*Trecho*.

------------------------------------

RESUMO:O presente artigo tem por finalidade refletir acerca da possibilidade de condenação por dano moral decorrente de ato de improbidade administrativa. O trabalho abordará a posição dos doutrinadores e da jurisprudência a respeito do assunto, também será discutido o conceito de ato de improbidade e quem são os sujeitos do dano moral decorrente de ato de improbidade administrativa.

Palavras-chave: Dano moral. Improbidade administrativa. Administração pública. Coletividade. Jurisprudência.

SUMÁRIO: Introdução. 1. Conceito e Caracterização. 1.1 Improbidade Administrativa. 1.2. Dano Moral. 2. As sanções previstas na Lei nº 8.429 e a indenização por danos morais. 3. A condenação por dano moral nas ações de improbidade administrativa – posição da doutrina e da jurisprudência. 4. Os sujeitos passivos do dano moral resultante de ato de improbidade. Conclusão. Referências


INTRODUÇÃO

O trabalho em tela se propõe a analisar a possibilidade de condenação por dano moral nas ações de improbidade administrativa, através de uma interpretação da jurisprudência e doutrina pátrias. Essa temática não possui tipificação na Lei de Improbidade Administrativa, entretanto, é assunto bastante debatido nos tribunais pátrios.

Inicia-se conceituando e caracterizando a improbidade administrativa e o dano moral; em seguida será abordada a diferença entre as sanções previstas na Lei 8429/92 e a indenização por danos morais.

Em seguida será analisada, com base na doutrina e em entendimentos jurisprudenciais a possibilidade de condenação por dano moral nas ações de improbidade administrativa, sendo, por fim, definidos os sujeitos passivos do dano moral resultante do ato de improbidade.


1 CONCEITO E CARACTERIZAÇÃO

1.1 IMPROBIDADE ADMINISTRATIVA

Há na Constituição Federal dispositivos que tratam da improbidade, como o artigo 14 , §9º (cuida da improbidade administrativa em período eleitoral), artigo 15 , V (veda a cassação de direitos políticos, permitindo apenas a suspensão em caso de improbidade), artigo 85 , V (tipifica a improbidade do Presidente da República como crime de responsabilidade) e artigo 37 , §4º (dispõe algumas medidas aplicadas em caso de improbidade).

------------------------------------

*Enunciado A*. De acordo com o trecho, por que o artigo 85, V, da Constituição Federal aparece entre os dispositivos que tratam da improbidade? Responda em uma a três frases.
*Enunciado B*. Extraia do trecho, sem alterações, a passagem que começa em "Inicia-se conceituando e" e termina em "8429/92 e a indenização por danos morais.".
As linhas não têm nenhuma relação com o trecho.

------------------------------------

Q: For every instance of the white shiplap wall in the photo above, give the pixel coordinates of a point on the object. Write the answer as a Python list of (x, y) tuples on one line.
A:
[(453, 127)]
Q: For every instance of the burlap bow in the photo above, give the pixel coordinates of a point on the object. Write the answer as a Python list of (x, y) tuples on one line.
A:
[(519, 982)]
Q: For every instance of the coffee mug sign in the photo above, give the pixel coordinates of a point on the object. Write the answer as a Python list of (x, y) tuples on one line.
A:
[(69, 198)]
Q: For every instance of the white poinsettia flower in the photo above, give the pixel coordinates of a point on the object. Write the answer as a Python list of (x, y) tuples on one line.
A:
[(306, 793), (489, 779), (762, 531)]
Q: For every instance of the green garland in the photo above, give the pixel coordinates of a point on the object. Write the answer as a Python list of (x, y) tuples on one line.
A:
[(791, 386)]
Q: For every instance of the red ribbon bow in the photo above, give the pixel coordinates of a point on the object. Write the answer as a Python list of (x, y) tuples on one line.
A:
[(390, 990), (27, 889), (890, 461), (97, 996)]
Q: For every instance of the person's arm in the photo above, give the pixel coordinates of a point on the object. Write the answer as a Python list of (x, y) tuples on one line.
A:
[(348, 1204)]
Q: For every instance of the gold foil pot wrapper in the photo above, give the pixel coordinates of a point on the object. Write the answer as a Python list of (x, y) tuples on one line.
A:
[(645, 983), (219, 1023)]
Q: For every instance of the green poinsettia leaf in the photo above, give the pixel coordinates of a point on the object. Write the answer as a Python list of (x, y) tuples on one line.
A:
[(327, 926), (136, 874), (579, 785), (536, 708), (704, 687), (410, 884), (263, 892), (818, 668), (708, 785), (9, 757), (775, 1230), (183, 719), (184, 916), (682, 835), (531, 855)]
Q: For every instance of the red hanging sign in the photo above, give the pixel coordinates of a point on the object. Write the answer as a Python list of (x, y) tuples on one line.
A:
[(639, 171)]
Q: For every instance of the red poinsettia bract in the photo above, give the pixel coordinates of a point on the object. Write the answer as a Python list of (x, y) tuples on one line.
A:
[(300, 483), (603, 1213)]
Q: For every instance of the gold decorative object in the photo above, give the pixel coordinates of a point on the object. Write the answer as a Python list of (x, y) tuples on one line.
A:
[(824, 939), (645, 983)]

------------------------------------

*Solução completa A*. O artigo 85, V, aparece porque tipifica a improbidade do Presidente da República como crime de responsabilidade.

*Solução completa B*.
Inicia-se conceituando e caracterizando a improbidade administrativa e o dano moral; em seguida será abordada a diferença entre as sanções previstas na Lei 8429/92 e a indenização por danos morais.